▸ ÜBUNGSAUFGABEN
A. Gib den Text über den Bundeshaushalt zwischen "Kritik an der" und "Beobachtern auf Kritik." einschließlich wieder und ersetze dabei "Beobachtern" durch "Fachleuten".
B. Setze den Text über den Bundeshaushalt im Anschluss an seinen letzten Satz fort.

▸ ANGEZEIGTER TEXTAUSZUG
Auch aus der eigenen Koalition kam Kritik an den Verhandlern: Grünen-Fraktionsvize Andreas Audretsch sagte der dpa: "Das Hin und Her zwischen Finanzminister und Kanzler war völlig überflüssig. Niemand in Deutschland hat Lust auf diesen Hickhack."
Kritik an der Minderausgabe
(Update 19.August, 10 Uhr)
Die mühsam errungene Einigung der Ampel-Regierung zum Bundeshaushalt 2025 stößt nicht nur bei der Opposition, sondern auch bei Beobachtern auf Kritik.

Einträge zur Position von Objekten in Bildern
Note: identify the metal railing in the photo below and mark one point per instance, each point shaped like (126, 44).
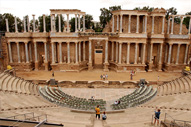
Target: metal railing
(170, 121)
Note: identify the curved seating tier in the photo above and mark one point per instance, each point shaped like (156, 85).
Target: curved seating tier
(57, 96)
(139, 96)
(178, 85)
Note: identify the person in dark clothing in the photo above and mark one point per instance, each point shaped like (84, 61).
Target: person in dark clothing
(157, 116)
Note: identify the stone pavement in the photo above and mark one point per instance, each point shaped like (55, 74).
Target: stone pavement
(94, 75)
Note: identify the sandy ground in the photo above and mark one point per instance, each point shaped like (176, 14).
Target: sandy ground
(95, 75)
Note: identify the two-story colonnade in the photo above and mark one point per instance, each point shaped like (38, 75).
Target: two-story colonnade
(133, 39)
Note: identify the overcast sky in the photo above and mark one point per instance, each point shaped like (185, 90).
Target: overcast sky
(21, 8)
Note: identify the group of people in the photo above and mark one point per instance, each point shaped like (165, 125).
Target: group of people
(97, 109)
(104, 77)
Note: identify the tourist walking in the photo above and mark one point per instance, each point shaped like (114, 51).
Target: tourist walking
(157, 116)
(104, 117)
(97, 109)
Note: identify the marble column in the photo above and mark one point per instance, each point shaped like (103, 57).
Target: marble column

▸ LÖSUNGEN
A.
Kritik an der Minderausgabe
(Update 19.August, 10 Uhr)
Die mühsam errungene Einigung der Ampel-Regierung zum Bundeshaushalt 2025 stößt nicht nur bei der Opposition, sondern auch bei Fachleuten auf Kritik.

B.
Für rechtlich riskant hält sie der Münchner Staatsrechtler Stefan Korioth. Als "das größte Problem bei diesem Kompromiss" sieht er die hohe globale Minderausgabe an, also die Annahme, dass 12 Milliarden Euro zwar verplant, am Ende voraussichtlich aber doch nicht ausgegeben werden. Dieses Instrument sei zwar üblich, aber nicht in der Höhe, sagte er dem "Tagesspiegel". Es sei unklar, von welchen Erfahrungswerten die Koalition hier ausgehe. "Und daher stellt sich die Frage, ob hier nicht einfach eine Unterdeckung verschleiert werden soll", so Korioth.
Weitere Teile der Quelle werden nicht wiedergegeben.